Exercise objective: Transcribe all data verbatim. Skip the pictures.
━━━ Provided information ━━━
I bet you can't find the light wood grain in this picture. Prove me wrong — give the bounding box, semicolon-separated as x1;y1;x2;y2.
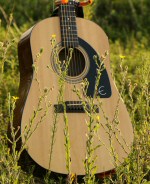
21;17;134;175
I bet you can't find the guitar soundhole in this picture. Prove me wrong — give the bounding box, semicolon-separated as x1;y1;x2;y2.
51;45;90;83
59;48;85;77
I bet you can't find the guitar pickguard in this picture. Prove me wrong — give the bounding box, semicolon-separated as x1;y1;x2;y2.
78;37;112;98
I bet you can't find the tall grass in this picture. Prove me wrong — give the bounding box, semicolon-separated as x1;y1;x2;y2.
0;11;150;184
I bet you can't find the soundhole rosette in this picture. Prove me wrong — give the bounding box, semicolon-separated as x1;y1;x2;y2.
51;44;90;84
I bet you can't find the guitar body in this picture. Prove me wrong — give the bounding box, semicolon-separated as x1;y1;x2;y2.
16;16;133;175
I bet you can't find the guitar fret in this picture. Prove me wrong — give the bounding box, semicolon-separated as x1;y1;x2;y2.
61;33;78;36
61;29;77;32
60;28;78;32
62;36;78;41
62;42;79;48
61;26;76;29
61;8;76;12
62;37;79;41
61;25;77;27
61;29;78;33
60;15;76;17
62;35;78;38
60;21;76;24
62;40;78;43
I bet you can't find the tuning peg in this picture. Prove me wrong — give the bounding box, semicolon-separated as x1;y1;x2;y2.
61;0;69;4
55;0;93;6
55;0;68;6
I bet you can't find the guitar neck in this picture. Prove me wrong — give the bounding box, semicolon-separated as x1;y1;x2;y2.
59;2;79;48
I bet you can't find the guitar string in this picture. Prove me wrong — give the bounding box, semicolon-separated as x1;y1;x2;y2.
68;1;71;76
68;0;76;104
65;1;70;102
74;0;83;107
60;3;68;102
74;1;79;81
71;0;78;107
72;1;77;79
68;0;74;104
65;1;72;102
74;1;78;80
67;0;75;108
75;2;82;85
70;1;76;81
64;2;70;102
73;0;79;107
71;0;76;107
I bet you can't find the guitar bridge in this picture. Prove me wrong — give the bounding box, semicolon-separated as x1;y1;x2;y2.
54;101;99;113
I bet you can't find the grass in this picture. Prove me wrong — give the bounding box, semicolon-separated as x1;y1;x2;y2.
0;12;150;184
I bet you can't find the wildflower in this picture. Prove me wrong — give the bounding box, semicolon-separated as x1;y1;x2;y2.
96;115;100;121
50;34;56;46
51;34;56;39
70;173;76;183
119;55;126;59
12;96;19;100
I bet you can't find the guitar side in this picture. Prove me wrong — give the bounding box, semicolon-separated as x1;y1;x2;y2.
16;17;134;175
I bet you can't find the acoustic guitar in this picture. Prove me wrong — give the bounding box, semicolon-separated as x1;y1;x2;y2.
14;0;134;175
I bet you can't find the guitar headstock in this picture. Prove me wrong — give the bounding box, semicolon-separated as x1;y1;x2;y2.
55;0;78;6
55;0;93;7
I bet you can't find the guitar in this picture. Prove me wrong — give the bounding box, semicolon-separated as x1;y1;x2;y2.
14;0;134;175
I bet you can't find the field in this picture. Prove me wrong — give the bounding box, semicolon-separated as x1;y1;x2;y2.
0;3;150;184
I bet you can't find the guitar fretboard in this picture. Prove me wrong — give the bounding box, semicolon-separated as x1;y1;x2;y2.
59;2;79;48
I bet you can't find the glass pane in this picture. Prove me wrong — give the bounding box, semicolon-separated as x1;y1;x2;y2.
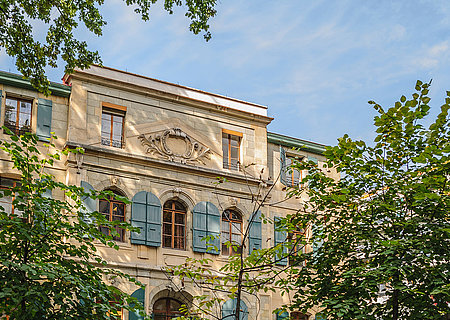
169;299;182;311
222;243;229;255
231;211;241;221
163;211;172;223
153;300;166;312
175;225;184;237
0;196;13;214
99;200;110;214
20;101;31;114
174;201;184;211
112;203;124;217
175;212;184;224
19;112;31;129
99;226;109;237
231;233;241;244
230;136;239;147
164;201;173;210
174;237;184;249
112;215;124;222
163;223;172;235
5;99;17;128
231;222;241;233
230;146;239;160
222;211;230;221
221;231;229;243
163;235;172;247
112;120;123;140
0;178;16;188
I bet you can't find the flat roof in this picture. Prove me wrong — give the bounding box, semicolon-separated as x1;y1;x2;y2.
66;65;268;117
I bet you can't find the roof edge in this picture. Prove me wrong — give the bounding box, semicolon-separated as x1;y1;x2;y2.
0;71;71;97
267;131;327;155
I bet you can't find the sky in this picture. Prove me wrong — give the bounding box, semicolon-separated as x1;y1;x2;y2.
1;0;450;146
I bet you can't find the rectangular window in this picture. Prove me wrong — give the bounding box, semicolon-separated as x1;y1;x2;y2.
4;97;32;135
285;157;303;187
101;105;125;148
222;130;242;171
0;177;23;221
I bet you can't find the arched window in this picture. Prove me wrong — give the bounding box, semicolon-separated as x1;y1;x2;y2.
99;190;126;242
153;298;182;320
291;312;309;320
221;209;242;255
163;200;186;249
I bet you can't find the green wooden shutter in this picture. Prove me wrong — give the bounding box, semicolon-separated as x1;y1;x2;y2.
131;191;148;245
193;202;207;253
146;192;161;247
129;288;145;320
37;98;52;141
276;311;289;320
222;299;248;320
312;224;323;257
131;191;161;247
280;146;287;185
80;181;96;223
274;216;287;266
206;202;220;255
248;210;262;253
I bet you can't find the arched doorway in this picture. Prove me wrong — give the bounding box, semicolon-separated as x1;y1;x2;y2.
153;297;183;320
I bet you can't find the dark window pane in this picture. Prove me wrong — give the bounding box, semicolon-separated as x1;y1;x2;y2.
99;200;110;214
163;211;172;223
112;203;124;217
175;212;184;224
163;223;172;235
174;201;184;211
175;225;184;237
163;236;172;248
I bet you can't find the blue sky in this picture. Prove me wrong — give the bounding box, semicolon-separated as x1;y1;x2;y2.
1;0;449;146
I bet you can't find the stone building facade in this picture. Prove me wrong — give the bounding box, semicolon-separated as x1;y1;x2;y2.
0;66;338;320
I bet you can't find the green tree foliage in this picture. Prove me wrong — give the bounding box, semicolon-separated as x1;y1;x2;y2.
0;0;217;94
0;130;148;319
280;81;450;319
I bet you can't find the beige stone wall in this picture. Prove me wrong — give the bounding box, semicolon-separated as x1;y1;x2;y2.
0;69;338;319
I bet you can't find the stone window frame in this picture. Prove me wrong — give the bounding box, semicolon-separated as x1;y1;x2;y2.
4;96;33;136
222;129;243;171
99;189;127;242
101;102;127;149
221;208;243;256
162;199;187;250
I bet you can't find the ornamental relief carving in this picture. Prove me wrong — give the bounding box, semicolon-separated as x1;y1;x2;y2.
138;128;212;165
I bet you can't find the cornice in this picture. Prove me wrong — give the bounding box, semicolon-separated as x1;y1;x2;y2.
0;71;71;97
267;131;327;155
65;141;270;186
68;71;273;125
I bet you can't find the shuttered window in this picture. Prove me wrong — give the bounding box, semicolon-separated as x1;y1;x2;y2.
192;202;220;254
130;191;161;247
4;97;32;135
━━━
Result for this exercise:
I bet you can't find the light wood grain in this picture. Prove me wrong — give the bounding box, semicolon-separated as x1;y1;x2;y2.
21;17;134;175
I bet you can't find the guitar soundhole in this picture. Prove me wrong — give the bounding box, semicolon-separated as x1;y1;x2;y2.
51;45;90;83
59;48;85;77
I bet you can't find the guitar pickguard in this picture. Prove me wrong — give the bounding box, semicolon-separated as x1;y1;x2;y2.
78;37;112;98
I bet you can't find the tall grass in this picture. Prove me wrong — give the bounding box, semicolon-separated as x1;y1;x2;y2.
0;11;150;184
I bet you can't find the soundhole rosette in this picture. Prove me wrong — give the bounding box, semicolon-separated as x1;y1;x2;y2.
51;44;90;84
I bet you can't find the guitar body in this picture. Prove me wrong — give the bounding box, semicolon-separated as x1;y1;x2;y2.
16;16;133;175
I bet you can't find the guitar fret in this picture. Prove me wrong — give the bounding box, semicolon-separated as x1;y1;x2;y2.
61;33;78;36
61;29;77;32
60;28;78;32
62;36;78;41
62;42;79;48
61;26;76;29
61;8;76;12
62;37;79;41
61;25;77;27
61;29;78;33
60;15;76;17
62;35;78;38
60;21;76;24
62;40;78;43
I bet you can't find the tuning peg in this picture. Prove me wrong — give the bounding box, semicolon-separated as x1;y1;x2;y2.
61;0;69;4
55;0;93;6
55;0;68;6
I bet you can't find the guitar neck in this picture. Prove me wrong — give the bounding box, semicolon-separated as x1;y1;x2;y2.
59;2;79;48
I bet you can't find the guitar string in this picture. Prove me wrong — give the bounding box, semicolon-separated as x1;y1;x2;y2.
68;1;71;76
68;0;76;104
65;1;70;102
74;0;83;107
60;3;68;102
74;1;79;81
71;0;78;107
72;1;77;79
68;0;74;104
65;1;72;102
74;1;78;80
67;0;75;108
75;2;82;85
70;1;76;81
64;2;70;102
73;0;79;107
71;0;76;107
I bet you can't find the guitar bridge in this picture. Prove me wrong — give the bounding box, semicolon-separated as x1;y1;x2;y2.
54;101;99;113
I bet you can't find the grass in this picture. Prove me wrong — give the bounding box, semicolon-separated as x1;y1;x2;y2.
0;12;150;184
I bet you can't find the wildflower in this picture. Prove me wrong — give the bounding box, semicolon-separated as x1;y1;x2;y2.
96;115;100;121
50;34;56;46
51;34;56;39
70;173;76;183
119;55;126;59
12;96;19;100
I bet you can't find the guitar side in this picture. Prove me wrong — give the bounding box, semicolon-separated as x1;y1;x2;y2.
16;17;134;175
I bet you can't find the acoustic guitar in this picture. Prove me wrong — give the bounding box, semicolon-separated as x1;y1;x2;y2.
14;0;134;175
I bet you can't find the guitar headstock in this picture. Prove me wrong — give the bounding box, semicolon-separated as x1;y1;x2;y2.
55;0;78;6
55;0;93;7
I bet you can't find the guitar in this picture. Prove me wrong — give the bounding box, semicolon-separated as x1;y1;x2;y2.
14;0;134;175
I bet you can't find the field in this picture. Prove me wrong — give the bounding box, semicolon-separated as x1;y1;x2;y2.
0;3;150;184
I bet you can't find the guitar fretboard in this picture. Prove me wrong — give the bounding box, semicolon-separated as x1;y1;x2;y2.
59;2;79;48
I bet you can't find the glass pane in this picture. Prove me wrong — give the bounding box, semicolon-separated as x1;y1;x2;y2.
169;299;182;311
222;243;229;255
231;211;241;221
163;211;172;223
153;300;166;312
175;225;184;237
0;196;13;214
99;200;110;214
20;101;31;114
174;201;184;211
112;203;124;217
175;212;184;224
19;112;31;129
99;226;109;237
231;233;241;244
230;136;239;147
164;201;173;210
174;237;184;249
112;215;124;222
163;223;172;235
5;99;17;128
231;222;241;233
230;146;239;160
222;211;230;221
221;231;229;243
163;235;172;247
112;120;123;140
0;178;16;188
I bet you can't find the flat roof in this picture. Prove me wrong — give the bounding box, semicolon-separated as x1;y1;x2;y2.
66;65;268;117
I bet you can't find the roof edge in this picture. Prove me wrong — give the bounding box, semicolon-separated as x1;y1;x2;y2.
0;71;71;97
267;131;327;155
I bet you can't find the sky in this picture. Prove me wrong — give the bounding box, semicolon-separated as x1;y1;x2;y2.
1;0;450;146
I bet you can't find the rectangular window in this picture. Prove me wrong — give the bounding box, semicolon-separated as x1;y1;x2;y2.
4;97;32;135
285;157;303;187
101;105;125;148
222;130;242;171
0;177;23;221
I bet you can't find the arched window in this picture. Prove me wrong — give the bounding box, semicolon-separated as x1;y1;x2;y2.
99;190;126;242
153;298;182;320
291;312;309;320
221;209;242;255
163;200;186;249
I bet you can't find the green wooden shutter in this picture. Prove me wrong — give the bounding box, semicolon-separated as x1;y1;x2;y2.
131;191;148;245
193;202;207;253
146;192;161;247
129;288;145;320
37;98;52;141
276;311;289;320
222;299;248;320
312;224;323;257
131;191;161;247
280;146;287;185
80;181;96;223
274;216;287;266
206;202;220;255
248;210;262;253
I bet you can't find the arched doorway in this picture. Prove me wrong — give the bounding box, semicolon-separated as x1;y1;x2;y2.
153;297;183;320
I bet you can't find the dark window pane in this picture. Prove me wrong — give the bounding box, semicolon-separated as x1;y1;x2;y2.
99;200;110;214
163;211;172;223
112;203;124;217
175;212;184;224
163;223;172;235
174;201;184;211
175;225;184;237
163;236;172;248
I bet you can't find the blue sky in this picture. Prove me wrong — give the bounding box, semicolon-separated as x1;y1;x2;y2.
1;0;449;146
I bet you can't find the stone building facade in this picture. Prove me wrong — give the bounding box, semicolon-separated as x1;y1;x2;y2.
0;66;338;320
I bet you can't find the green tree foliage in this picture. Prove me wrong — give the bounding box, semicolon-separated as x1;y1;x2;y2.
0;0;217;94
0;130;148;319
280;81;450;319
I bet you can't find the beige stone wall in this picture. Prove me wrong — give the bounding box, semicolon-separated as x1;y1;x2;y2.
0;69;338;319
I bet you can't find the stone window frame in this picture. Prove me wrong — give the bounding box, semicolon-separated as x1;y1;x2;y2.
4;96;33;136
222;129;243;171
99;189;127;242
101;102;127;149
221;208;243;256
162;199;187;250
I bet you can't find the ornamental relief carving in this picture. Prove me wrong — give the bounding box, semicolon-separated as x1;y1;x2;y2.
138;128;212;165
I bet you can't find the cornice in this picture. Prove me wrong — give the bounding box, semicolon-separated as x1;y1;x2;y2.
0;71;71;97
267;131;327;155
65;141;270;186
68;71;273;125
I bet you can't find the shuttered window in this picture. Prove me wrong — give the bounding box, semicolon-separated as x1;y1;x2;y2.
192;202;220;254
130;191;161;247
4;97;32;135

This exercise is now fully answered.